▶ [Text excerpt]
┏━━

[Deathpenalty] [POSSIBLE SPAM] death penalty news-----MD., PENN., GA., N.C.
Rick Halperin
rhalperi at mail.smu.edu
Thu Oct 9 18:02:33 CDT 2008
Oct. 9
MARYLAND:
Maryland State Police Put Nonviolent Activists on Terror Lists
The Washington Post reports that the Maryland State Police had "classified
53 nonviolent activists as terrorists and entered their names and personal
information into state and federal databases that track terrorism
suspects."
The Post goes on to specify that the surveillance operation had targeted
opponents of the death penalty and the Iraq war. In other words, people
who fight for life and for peace. These were the "terrorists" that
Maryland was spending its time on. These were the "threats" that
distracted law enforcement personnel from the real terrorists who might
actually do us harm. If you live in Maryland, this is where your state tax
dollars were going. God bless you.

┗━━

▶ [Challenge 1]
Reproduce every line of the region labeling listing verbatim, from its first line to its last.
The news item and the listing come from unrelated sources.

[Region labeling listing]
┏━━

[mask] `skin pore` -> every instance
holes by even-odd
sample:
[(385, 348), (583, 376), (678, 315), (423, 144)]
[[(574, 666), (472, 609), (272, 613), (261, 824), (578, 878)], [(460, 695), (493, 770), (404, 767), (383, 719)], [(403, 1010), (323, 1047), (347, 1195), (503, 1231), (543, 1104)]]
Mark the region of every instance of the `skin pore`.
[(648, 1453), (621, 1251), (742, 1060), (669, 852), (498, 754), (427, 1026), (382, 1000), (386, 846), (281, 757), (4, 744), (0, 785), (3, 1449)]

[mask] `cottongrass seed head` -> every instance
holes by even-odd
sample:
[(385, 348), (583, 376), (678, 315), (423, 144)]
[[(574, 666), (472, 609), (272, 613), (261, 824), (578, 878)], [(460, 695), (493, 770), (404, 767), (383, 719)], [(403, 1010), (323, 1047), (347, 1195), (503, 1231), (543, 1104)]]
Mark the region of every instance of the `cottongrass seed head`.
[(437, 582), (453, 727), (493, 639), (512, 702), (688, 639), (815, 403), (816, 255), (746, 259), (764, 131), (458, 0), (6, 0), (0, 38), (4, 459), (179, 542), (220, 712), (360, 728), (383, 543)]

┗━━

▶ [Challenge 2]
In the news item, how many nonviolent activists did the Maryland State Police classify as terrorists?

▶ [Written solution 1]
[mask] `skin pore` -> every instance
holes by even-odd
sample:
[(385, 348), (583, 376), (678, 315), (423, 144)]
[[(574, 666), (472, 609), (272, 613), (261, 824), (578, 878)], [(460, 695), (493, 770), (404, 767), (383, 719)], [(403, 1010), (323, 1047), (347, 1195), (503, 1231), (543, 1104)]]
Mark the region of every instance of the `skin pore`.
[(648, 1453), (621, 1251), (742, 1060), (669, 852), (498, 754), (427, 1026), (382, 1000), (386, 846), (281, 757), (4, 744), (0, 785), (3, 1449)]

[mask] `cottongrass seed head` -> every instance
holes by even-odd
sample:
[(385, 348), (583, 376), (678, 315), (423, 144)]
[[(574, 666), (472, 609), (272, 613), (261, 824), (578, 878)], [(460, 695), (493, 770), (404, 767), (383, 719)], [(403, 1010), (323, 1047), (347, 1195), (503, 1231), (543, 1104)]]
Mark the region of every instance of the `cottongrass seed head`.
[(437, 582), (453, 727), (493, 639), (512, 702), (688, 639), (815, 403), (816, 255), (746, 259), (764, 131), (458, 0), (6, 0), (0, 38), (4, 459), (179, 542), (220, 712), (360, 728), (383, 543)]

▶ [Written solution 2]
53